Read the records and write them out again exactly.

________________

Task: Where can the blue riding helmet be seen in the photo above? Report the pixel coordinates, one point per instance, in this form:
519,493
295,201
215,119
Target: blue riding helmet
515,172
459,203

________________

◆ SOLUTION ◆
Task: Where can the blue riding helmet be seen in the photo above? Report the pixel coordinates, one point per instance, in this form:
519,493
295,201
215,119
Target: blue riding helmet
515,172
459,203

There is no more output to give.